▶ **Texto selecionado**:
Uma vez que o Estado Islâmico opera, até certo ponto, como uma força militar convencional, ele é vulnerável ao poder aéreo americano. O uso do apoio aéreo contra forças convencionais que não têm defesa antiaérea é uma jogada útil – mostra que os Estados Unidos estão agindo, e representa pouco risco, partindo do princípio de que o EI realmente não tem mísseis antiaéreos. Mas os resultados são poucos. O califado extremista dispersará seu contingente, negando um alvo às aeronaves, A alternativa seria tentar vencer o EI pela identificação de seus apoiadores dentro da comunidade sunita e eliminando-os, mas esse qesquema vai falhar logo de início. O problema de idar com contrainsurgência é identificar o insurgente.
Não há motivo para bombardear as forças do Estado Islâmico e seus líderes. Certamente eles merecem, mas não pode haver a ilusão de que bombardeá-los os fará capitular ou mudarem seu modus operandi. Eles agora fazem parte do tecido da comunidade sunita, e somente a comunidade pode arrancá-los pela raiz. Identificar sunitas contrários ao EI e lhes fornecer armamentos é uma ideia bem melhor. É a estratégia de equilíbrio de forças que os Estados Unidos segue, mas essa abordagem não tem a satisfação dramática de mandar o inimigo pelos ares. Essa satisfação não é trivial, e os EUA podem com certeza mandar algo pelos ares e chamar de inimigo, mas isso não resolve o problema estratégico.
Em primeiro lugar, o EI é mesmo problema dos Estados Unidos? O interesse nacional não é na estabilidade do Oriente Médio, mas em um equilíbrio dinâmico em que todos os atores acabem paralizados, para que nenhum em particular evloua e se torne uma ameaça real a Washington. O Estado Islâmico teve sucesso real a princípio, mas o equilíbrio de poder com os curdos e xiitas aumentou de forma limitada, e as tensões com a comunidade sunita dividiram a atenão desses grupos. Com certeza há o perigo do terrorismo intercontinental, e os serviços de inteligência americanos devem ser proativos em identificar e destruir essas ameaças. Mas a reocupação do Iraque e da Síria não faz sentido nenhum. Washington não tem a força necessária para manter presença nos dois países ao mesmo tempo – o desnível demográfico entre o contingente disponível para ocupação e a população local torna a ideia inviável.

Entradas de contorno de formas
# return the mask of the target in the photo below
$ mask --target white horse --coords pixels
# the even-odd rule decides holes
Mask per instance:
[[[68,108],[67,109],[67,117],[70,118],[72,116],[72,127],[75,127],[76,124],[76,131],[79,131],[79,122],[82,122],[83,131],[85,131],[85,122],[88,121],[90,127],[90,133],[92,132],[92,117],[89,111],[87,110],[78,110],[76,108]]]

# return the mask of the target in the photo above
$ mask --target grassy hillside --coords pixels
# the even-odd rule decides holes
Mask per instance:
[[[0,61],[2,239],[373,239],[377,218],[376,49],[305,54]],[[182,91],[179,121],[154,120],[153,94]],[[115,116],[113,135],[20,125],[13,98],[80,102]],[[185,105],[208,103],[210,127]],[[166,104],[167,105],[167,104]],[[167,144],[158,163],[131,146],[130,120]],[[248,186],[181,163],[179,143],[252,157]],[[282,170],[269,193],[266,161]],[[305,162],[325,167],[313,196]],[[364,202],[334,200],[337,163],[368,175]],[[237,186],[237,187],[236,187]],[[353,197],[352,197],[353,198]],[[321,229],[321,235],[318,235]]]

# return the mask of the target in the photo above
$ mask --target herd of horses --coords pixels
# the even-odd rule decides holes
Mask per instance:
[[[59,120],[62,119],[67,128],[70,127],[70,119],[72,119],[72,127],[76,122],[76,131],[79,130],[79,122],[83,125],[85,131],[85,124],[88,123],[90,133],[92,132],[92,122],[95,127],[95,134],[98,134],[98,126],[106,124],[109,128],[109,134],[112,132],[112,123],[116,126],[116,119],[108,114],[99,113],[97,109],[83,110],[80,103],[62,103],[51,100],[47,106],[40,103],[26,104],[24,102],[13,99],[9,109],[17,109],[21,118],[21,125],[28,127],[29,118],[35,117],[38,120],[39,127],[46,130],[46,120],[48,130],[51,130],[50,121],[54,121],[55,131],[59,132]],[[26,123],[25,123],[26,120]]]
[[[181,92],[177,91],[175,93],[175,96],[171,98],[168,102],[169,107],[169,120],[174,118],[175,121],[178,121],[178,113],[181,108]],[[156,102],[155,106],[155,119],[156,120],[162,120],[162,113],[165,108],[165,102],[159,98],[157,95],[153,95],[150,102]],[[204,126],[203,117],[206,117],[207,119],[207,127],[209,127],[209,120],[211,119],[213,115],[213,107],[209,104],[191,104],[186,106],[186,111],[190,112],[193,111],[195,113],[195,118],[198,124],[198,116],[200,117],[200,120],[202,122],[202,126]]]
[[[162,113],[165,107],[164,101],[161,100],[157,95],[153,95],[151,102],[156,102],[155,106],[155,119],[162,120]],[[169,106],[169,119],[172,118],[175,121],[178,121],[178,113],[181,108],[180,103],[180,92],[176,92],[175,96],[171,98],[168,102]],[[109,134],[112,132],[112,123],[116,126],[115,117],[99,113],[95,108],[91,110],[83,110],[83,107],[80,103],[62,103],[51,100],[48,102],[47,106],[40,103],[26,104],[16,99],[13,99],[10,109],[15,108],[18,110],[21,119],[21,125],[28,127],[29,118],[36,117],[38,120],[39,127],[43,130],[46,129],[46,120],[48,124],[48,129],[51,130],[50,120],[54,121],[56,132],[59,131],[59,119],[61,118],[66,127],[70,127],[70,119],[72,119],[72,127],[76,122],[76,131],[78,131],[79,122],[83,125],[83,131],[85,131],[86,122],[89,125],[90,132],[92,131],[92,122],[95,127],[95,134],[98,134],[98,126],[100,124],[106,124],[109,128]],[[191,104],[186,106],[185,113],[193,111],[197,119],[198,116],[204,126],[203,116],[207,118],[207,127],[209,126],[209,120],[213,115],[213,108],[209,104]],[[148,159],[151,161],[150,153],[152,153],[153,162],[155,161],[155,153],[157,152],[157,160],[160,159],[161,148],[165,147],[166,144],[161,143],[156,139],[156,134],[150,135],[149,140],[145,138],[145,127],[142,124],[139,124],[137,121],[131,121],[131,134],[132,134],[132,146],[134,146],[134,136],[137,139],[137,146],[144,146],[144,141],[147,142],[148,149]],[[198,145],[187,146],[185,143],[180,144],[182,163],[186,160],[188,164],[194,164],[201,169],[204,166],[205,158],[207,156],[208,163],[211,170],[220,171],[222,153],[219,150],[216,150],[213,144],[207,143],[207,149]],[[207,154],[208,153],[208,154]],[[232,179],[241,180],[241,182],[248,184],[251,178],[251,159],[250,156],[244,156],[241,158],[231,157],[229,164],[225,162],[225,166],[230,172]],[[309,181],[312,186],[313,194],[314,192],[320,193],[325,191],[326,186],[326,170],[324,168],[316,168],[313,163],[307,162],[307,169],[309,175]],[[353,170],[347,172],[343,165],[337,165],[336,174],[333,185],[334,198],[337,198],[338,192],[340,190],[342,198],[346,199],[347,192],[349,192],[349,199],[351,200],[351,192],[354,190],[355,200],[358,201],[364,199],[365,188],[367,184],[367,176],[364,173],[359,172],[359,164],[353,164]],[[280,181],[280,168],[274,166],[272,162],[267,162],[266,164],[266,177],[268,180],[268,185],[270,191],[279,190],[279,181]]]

▶ **Descrição da tarefa**: Reproduza literalmente o trecho do texto sobre o Estado Islâmico que começa em "Não há motivo" e segue até "o problema estratégico.". As linhas não têm nenhuma função aqui.

▶ **Resposta desenvolvida**:
Não há motivo para bombardear as forças do Estado Islâmico e seus líderes. Certamente eles merecem, mas não pode haver a ilusão de que bombardeá-los os fará capitular ou mudarem seu modus operandi. Eles agora fazem parte do tecido da comunidade sunita, e somente a comunidade pode arrancá-los pela raiz. Identificar sunitas contrários ao EI e lhes fornecer armamentos é uma ideia bem melhor. É a estratégia de equilíbrio de forças que os Estados Unidos segue, mas essa abordagem não tem a satisfação dramática de mandar o inimigo pelos ares. Essa satisfação não é trivial, e os EUA podem com certeza mandar algo pelos ares e chamar de inimigo, mas isso não resolve o problema estratégico.